### Task brief
Pick out each line in the listing below that includes the word "silhouette", and copy those lines. Matches must have the same case.

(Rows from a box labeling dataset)
+ + +

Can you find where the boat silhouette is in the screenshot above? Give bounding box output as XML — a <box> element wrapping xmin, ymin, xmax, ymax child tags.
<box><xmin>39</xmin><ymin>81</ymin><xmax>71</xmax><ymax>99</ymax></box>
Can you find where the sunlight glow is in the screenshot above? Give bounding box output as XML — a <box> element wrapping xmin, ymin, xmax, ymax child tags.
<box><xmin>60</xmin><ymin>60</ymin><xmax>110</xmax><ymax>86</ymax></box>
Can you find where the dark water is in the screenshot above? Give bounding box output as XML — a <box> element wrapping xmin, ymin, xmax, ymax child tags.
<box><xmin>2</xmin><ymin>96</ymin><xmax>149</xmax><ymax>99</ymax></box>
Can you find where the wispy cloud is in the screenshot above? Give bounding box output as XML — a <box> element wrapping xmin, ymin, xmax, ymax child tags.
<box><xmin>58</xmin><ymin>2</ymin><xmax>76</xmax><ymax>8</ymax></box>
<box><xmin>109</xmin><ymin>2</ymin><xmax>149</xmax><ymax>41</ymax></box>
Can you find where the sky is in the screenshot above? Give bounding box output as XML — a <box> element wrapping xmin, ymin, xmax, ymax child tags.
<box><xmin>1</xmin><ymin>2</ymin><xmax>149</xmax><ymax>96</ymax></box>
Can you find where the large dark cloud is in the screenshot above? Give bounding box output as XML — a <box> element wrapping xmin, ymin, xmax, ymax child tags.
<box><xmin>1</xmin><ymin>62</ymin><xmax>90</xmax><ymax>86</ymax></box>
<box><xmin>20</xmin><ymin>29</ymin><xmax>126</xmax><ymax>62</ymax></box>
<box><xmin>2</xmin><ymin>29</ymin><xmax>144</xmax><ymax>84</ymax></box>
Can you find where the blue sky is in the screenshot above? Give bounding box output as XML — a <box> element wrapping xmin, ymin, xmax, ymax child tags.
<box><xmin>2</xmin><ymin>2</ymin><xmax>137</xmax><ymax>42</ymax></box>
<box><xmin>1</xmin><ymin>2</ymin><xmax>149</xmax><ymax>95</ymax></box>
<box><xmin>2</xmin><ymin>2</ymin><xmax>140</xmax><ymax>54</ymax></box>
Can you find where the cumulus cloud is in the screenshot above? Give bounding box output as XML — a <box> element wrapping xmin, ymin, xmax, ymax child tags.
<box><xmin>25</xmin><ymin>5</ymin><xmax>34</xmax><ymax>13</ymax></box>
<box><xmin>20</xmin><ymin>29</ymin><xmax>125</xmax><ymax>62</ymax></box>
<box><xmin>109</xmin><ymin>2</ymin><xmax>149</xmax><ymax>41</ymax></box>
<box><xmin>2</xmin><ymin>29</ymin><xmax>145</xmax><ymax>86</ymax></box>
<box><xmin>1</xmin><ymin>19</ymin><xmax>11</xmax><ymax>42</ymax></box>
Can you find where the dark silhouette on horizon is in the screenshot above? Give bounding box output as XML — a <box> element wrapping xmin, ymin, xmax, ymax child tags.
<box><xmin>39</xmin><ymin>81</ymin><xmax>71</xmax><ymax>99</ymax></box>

+ + +

### Full solution
Can you find where the boat silhouette is in the screenshot above? Give bounding box output as XML — a <box> element wrapping xmin, ymin, xmax, ymax child tags.
Can you find where the dark silhouette on horizon is in the screenshot above? Give bounding box output as XML — a <box> element wrapping xmin, ymin, xmax, ymax child tags.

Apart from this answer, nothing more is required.